§ What this task involves:
Copy out the records between the lines holding "Tag the black" and "[(529, 668), (762, 587), (1055, 662), (858, 668)]", inclusive, but replace "sports bra" with "crop top" wherever it appears. Keep everything else the same.

§ Information supplied:
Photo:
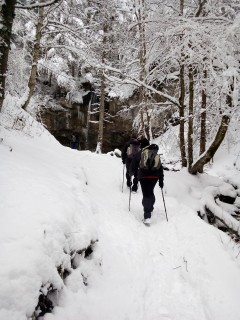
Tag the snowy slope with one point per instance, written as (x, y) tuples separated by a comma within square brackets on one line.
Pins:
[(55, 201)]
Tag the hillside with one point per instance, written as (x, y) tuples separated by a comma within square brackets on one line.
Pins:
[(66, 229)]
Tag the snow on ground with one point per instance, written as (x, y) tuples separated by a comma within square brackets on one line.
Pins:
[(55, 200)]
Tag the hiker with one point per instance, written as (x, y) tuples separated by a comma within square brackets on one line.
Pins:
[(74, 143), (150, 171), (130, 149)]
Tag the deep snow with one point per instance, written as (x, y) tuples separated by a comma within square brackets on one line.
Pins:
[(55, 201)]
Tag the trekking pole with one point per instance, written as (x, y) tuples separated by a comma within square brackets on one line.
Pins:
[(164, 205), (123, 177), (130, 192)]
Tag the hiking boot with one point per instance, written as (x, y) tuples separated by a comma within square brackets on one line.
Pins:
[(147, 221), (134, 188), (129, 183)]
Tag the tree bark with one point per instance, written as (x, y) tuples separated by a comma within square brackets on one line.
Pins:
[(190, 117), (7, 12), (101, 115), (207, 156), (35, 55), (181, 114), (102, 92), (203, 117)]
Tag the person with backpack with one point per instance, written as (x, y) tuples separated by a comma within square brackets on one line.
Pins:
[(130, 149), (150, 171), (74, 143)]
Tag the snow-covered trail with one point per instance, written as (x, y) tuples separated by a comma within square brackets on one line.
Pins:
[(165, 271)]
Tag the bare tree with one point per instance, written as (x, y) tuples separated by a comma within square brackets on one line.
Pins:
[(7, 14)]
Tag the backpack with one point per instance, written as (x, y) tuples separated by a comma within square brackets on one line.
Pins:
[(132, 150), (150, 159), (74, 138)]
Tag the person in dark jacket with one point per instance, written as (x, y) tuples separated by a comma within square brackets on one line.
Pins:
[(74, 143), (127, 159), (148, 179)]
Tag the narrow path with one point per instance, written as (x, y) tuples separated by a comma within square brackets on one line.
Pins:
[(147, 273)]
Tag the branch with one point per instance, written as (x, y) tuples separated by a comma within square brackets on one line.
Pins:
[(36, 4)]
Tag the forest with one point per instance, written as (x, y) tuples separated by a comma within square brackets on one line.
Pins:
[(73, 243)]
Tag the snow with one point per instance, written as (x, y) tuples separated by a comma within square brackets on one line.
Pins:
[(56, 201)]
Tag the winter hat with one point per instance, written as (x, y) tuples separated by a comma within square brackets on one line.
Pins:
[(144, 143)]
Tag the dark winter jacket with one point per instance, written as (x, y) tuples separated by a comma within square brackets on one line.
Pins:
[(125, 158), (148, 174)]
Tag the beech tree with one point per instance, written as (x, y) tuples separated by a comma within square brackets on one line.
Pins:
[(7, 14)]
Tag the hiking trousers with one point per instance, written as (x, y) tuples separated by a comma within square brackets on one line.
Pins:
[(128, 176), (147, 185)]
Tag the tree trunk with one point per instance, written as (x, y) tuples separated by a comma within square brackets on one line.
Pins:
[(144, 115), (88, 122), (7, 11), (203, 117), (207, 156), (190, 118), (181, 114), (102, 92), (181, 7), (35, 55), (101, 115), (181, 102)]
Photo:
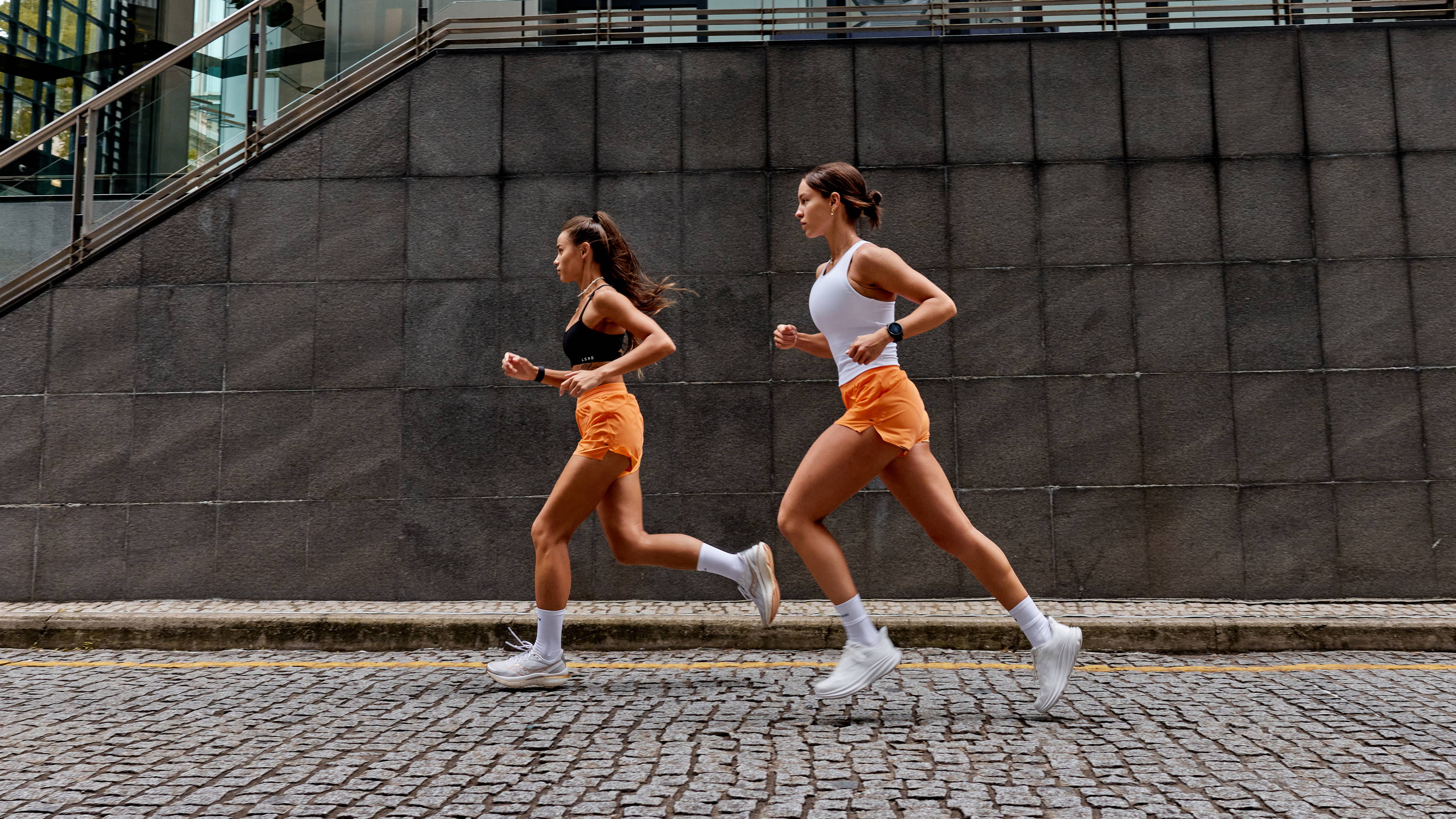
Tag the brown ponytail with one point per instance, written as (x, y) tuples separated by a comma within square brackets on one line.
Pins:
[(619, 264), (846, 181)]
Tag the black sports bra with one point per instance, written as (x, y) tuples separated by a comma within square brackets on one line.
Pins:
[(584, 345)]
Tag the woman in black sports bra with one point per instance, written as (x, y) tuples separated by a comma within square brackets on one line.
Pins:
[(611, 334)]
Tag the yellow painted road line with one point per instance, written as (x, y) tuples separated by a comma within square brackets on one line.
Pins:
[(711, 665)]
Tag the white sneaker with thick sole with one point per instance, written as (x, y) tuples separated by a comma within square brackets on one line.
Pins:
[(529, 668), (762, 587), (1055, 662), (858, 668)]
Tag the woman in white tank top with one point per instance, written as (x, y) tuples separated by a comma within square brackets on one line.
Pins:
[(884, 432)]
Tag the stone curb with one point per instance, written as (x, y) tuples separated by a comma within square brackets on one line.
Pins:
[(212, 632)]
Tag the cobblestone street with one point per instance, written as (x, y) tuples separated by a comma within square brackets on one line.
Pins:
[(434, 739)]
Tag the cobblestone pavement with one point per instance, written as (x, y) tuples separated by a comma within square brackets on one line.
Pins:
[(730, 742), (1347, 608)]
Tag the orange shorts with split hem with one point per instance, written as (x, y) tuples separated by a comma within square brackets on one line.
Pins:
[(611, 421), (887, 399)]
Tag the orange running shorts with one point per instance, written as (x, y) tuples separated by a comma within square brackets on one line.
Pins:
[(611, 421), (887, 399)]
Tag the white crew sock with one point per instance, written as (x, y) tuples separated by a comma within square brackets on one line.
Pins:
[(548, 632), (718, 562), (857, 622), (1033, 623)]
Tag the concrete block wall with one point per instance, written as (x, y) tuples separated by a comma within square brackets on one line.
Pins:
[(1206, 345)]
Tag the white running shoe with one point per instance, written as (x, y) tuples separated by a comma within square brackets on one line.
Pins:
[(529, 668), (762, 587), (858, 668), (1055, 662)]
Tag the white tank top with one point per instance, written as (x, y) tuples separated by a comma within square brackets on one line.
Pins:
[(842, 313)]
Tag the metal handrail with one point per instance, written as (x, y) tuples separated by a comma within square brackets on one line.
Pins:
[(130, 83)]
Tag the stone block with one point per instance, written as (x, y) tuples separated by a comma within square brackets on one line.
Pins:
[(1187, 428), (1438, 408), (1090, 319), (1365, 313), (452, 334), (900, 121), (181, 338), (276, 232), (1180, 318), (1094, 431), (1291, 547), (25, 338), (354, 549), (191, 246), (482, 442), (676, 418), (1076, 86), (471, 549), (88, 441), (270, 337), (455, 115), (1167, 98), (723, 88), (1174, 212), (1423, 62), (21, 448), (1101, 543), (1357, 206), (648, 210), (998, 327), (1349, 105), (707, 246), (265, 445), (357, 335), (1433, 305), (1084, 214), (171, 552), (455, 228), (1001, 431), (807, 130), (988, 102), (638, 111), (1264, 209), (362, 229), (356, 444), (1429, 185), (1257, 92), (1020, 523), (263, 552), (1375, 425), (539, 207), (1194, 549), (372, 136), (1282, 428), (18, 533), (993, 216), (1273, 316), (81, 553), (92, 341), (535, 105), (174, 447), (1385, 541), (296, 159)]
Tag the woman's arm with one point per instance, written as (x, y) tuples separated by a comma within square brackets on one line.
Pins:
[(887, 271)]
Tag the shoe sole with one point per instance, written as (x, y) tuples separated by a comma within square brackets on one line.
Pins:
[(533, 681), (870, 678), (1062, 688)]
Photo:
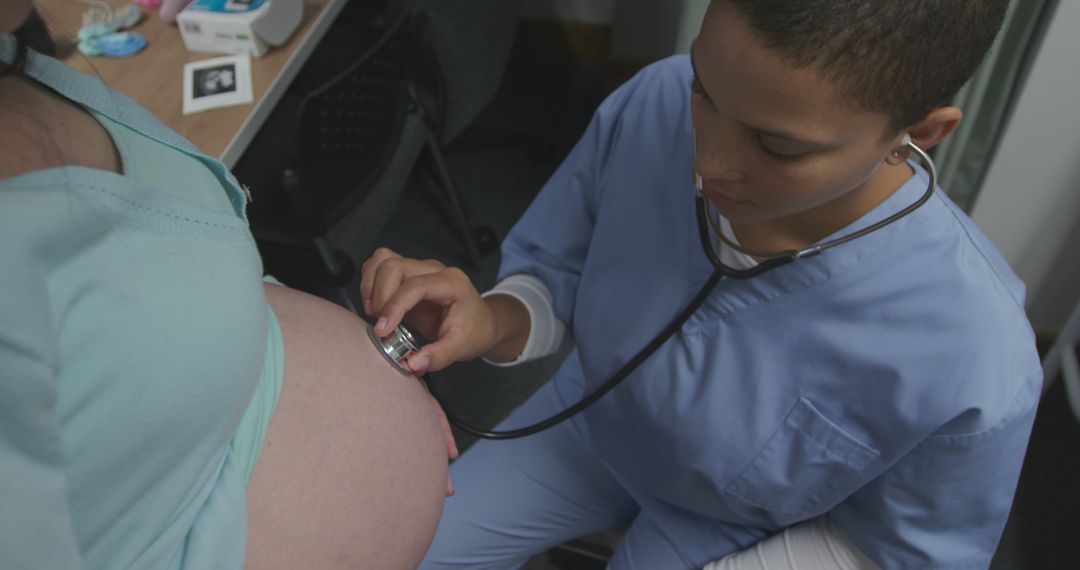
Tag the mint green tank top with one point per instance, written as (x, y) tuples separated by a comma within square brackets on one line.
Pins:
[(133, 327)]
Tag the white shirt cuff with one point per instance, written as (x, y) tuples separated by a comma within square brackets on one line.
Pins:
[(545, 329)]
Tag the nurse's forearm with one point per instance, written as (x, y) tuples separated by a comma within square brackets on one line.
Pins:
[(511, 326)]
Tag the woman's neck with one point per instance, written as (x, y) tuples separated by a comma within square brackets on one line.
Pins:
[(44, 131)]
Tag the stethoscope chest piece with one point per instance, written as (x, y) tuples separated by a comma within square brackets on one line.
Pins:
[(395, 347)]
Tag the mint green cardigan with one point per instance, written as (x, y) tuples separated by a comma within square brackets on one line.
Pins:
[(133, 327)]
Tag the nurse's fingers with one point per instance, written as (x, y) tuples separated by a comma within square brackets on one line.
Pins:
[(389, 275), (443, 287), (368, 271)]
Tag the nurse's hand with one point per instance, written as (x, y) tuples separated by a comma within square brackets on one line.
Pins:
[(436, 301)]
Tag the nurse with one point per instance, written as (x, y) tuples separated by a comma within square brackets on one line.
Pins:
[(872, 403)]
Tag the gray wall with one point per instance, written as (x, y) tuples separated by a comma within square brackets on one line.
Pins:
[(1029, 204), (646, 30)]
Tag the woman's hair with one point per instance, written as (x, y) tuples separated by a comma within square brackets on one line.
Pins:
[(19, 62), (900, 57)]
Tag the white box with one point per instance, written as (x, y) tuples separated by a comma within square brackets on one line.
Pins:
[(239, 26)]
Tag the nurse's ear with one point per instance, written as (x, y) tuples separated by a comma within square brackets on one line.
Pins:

§ Task solution:
Tag the black crop top with one point per instance, written as (x, y) tuples separated by a comma within square brackets on one line.
Pins:
[(584, 345)]
Tag the woman in black crop top with one point per instance, written as (x, y) tuples separated by a comma within square brackets on one line.
Pins:
[(611, 334)]
Tag the yellow painted road line with one point per instance, written as (x, y) tuples separated by a comma within square brackets on one line.
Pins:
[(711, 665)]
Tag the white sneaker with thick sole with one point per instance, written as (x, y) tuples separated by a comma within square brackets on one line.
Pins:
[(529, 668), (762, 587), (1055, 662), (858, 668)]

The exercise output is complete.